Named object pointing rows
.....

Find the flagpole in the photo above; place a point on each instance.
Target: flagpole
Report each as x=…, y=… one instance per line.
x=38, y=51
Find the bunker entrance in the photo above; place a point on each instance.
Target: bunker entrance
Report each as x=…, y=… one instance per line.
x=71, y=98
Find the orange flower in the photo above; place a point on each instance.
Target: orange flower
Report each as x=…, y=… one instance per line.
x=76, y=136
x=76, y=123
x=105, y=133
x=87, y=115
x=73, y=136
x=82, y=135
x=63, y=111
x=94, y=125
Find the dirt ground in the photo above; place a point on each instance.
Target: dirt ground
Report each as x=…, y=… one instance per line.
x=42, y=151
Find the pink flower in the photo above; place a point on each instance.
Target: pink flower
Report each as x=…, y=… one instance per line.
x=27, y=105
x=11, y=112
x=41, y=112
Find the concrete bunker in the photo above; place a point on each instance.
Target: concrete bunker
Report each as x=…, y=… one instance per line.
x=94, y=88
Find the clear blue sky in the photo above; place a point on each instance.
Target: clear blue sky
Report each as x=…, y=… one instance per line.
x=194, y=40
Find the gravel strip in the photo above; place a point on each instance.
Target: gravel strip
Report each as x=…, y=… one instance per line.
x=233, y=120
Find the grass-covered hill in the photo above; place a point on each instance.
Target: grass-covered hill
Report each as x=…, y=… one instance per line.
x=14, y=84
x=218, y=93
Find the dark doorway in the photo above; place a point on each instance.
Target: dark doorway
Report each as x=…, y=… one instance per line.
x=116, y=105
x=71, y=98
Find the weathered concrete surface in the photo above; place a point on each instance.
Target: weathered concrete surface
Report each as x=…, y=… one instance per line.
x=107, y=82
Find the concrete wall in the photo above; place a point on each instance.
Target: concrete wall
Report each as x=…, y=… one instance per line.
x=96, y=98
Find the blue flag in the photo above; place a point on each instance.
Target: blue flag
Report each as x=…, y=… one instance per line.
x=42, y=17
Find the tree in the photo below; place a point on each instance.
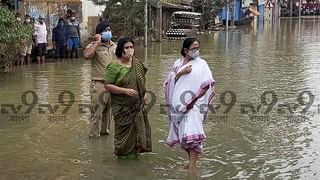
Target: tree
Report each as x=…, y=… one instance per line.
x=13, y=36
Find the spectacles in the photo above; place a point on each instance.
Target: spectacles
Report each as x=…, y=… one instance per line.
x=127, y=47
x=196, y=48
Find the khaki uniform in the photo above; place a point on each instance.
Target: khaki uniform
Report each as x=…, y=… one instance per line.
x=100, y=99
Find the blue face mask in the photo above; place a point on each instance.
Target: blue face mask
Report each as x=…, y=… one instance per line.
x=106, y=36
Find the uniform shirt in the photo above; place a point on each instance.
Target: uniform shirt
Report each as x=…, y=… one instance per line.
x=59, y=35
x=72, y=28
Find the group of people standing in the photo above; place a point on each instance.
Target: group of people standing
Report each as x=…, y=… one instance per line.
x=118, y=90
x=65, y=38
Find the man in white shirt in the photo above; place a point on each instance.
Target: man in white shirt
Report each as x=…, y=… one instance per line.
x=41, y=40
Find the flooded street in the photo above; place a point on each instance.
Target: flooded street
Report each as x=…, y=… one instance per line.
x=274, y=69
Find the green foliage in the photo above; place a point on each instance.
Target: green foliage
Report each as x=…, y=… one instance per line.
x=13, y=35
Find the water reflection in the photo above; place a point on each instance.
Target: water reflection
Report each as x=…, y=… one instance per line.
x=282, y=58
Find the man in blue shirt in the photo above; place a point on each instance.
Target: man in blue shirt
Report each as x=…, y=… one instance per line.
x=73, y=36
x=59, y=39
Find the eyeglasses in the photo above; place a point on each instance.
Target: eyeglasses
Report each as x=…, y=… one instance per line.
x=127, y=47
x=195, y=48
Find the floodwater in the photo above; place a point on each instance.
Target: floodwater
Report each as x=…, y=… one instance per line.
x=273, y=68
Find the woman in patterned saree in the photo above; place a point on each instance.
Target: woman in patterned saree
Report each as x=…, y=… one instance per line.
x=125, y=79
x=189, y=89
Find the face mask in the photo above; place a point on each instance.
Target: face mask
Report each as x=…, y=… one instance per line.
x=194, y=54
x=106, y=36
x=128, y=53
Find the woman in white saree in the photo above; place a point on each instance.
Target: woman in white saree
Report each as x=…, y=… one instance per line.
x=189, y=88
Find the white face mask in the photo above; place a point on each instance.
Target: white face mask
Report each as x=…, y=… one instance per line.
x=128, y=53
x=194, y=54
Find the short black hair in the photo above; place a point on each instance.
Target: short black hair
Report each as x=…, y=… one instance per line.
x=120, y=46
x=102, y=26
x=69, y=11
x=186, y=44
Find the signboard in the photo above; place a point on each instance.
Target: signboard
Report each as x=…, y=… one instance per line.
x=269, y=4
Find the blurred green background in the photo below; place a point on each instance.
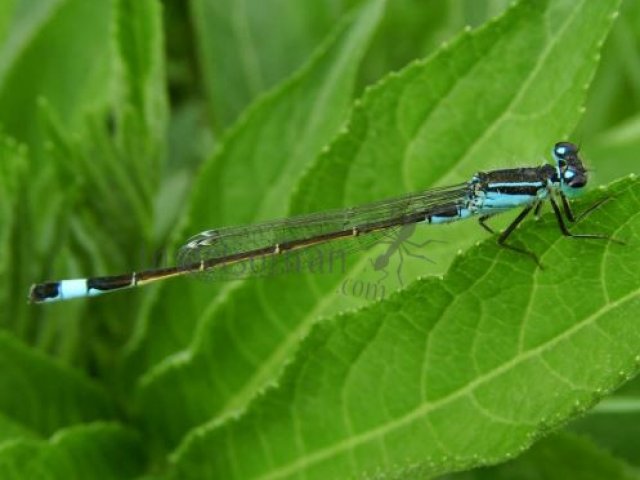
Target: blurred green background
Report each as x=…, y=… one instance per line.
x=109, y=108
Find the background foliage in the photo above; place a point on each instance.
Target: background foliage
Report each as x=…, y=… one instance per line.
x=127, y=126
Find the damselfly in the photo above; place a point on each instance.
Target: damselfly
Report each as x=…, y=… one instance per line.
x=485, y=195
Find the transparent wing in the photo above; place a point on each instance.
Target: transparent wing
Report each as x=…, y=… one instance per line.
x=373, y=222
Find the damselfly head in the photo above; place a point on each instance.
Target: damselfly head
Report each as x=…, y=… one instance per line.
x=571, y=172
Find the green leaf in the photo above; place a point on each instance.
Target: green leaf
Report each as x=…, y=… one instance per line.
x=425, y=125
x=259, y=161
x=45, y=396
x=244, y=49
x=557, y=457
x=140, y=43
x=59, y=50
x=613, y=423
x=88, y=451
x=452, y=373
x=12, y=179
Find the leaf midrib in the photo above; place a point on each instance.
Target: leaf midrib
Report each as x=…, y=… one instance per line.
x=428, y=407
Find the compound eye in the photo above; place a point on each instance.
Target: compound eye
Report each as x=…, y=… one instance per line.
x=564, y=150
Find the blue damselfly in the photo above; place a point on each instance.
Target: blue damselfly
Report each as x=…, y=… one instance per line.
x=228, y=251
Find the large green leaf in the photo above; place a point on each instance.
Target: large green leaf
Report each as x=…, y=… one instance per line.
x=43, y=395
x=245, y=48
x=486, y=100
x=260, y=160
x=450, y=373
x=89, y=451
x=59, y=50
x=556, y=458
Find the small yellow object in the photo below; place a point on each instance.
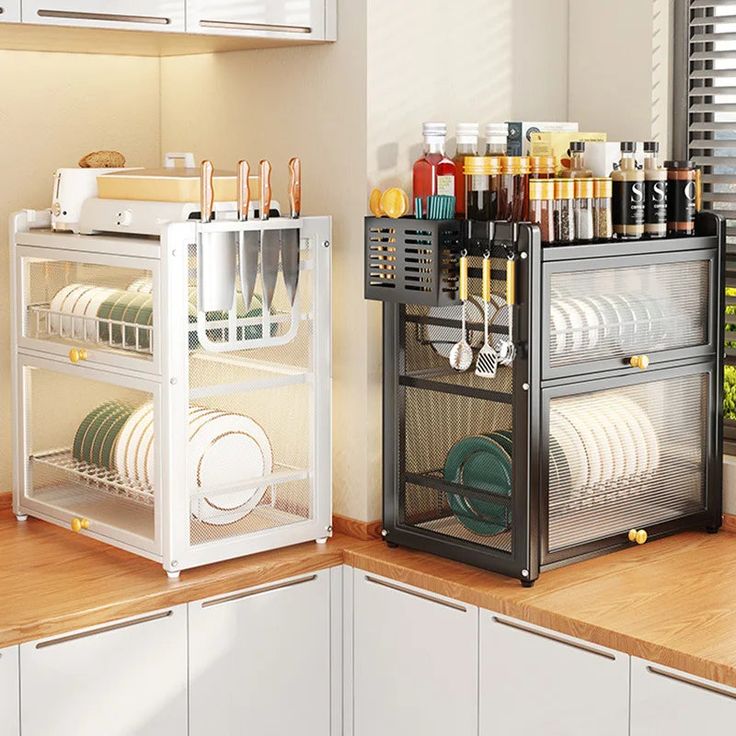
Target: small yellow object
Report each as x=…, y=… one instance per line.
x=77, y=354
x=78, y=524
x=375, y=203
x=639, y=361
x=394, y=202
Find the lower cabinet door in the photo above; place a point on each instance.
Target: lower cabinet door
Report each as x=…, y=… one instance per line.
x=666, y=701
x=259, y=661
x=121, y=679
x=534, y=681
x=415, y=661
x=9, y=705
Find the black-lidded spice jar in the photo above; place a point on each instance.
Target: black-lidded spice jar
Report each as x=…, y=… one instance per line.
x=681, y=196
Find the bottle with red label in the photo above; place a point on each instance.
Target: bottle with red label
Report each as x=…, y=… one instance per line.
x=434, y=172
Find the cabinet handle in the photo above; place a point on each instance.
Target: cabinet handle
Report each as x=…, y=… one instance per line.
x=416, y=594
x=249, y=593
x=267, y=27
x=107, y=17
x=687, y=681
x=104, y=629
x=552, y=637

.....

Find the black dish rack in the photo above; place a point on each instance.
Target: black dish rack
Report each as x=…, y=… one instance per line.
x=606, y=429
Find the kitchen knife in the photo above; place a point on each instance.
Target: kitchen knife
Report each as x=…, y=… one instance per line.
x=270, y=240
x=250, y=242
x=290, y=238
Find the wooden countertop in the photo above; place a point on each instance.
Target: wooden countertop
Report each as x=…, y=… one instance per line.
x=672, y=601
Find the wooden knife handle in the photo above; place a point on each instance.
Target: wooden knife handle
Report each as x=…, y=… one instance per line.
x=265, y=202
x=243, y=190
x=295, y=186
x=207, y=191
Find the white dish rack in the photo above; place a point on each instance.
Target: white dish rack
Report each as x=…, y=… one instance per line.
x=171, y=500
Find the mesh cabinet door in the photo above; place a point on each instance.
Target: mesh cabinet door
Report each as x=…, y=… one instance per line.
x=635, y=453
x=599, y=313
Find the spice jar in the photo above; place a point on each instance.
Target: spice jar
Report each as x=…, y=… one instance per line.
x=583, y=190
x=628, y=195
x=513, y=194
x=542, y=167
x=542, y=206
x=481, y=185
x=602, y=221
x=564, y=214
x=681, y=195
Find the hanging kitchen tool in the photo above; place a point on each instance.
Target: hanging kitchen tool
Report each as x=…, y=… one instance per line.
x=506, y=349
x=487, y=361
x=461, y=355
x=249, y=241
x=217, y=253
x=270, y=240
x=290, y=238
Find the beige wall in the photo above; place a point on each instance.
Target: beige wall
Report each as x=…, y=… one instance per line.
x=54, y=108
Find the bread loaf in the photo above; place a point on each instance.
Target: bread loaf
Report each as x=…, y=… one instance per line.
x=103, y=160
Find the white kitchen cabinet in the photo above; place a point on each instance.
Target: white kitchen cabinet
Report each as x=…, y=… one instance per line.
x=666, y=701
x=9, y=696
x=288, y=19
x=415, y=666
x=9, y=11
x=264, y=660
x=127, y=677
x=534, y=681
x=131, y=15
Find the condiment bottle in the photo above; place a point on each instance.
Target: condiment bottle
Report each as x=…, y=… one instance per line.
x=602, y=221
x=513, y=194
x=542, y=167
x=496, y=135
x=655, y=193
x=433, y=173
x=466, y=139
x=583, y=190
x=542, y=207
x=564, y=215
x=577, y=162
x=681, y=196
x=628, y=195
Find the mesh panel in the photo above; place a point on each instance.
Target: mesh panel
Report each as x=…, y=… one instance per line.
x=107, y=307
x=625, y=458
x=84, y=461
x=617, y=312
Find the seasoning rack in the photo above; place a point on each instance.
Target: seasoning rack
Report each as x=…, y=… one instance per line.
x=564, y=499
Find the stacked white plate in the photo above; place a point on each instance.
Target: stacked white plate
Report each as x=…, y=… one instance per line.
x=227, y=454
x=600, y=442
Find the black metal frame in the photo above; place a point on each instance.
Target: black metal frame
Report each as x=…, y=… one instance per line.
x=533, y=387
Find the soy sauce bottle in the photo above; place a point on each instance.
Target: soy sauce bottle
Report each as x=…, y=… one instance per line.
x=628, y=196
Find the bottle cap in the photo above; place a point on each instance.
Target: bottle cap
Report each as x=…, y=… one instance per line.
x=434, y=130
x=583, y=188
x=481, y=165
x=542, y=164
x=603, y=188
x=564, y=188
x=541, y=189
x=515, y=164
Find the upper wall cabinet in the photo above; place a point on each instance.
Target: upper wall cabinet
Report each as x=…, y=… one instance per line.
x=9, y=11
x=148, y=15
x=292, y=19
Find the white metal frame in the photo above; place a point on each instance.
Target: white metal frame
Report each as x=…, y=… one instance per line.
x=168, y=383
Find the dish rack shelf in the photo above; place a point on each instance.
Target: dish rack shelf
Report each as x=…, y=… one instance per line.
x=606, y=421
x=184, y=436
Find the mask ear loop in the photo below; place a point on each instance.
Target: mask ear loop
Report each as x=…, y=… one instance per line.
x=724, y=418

.....

• **WHAT IS ASKED**: Revise the rows starting at the line that contains "Find the cabinet" and ending at the line that contains "x=552, y=637". Change "cabinet handle" to "drawer handle" and leave everything else unchanged.

• **RESPONSE**:
Find the drawer handle in the photo above; place a point on each instance.
Target: drawer handle
Report each as x=…, y=… one instance per line.
x=416, y=594
x=249, y=593
x=267, y=27
x=107, y=17
x=687, y=681
x=104, y=629
x=552, y=637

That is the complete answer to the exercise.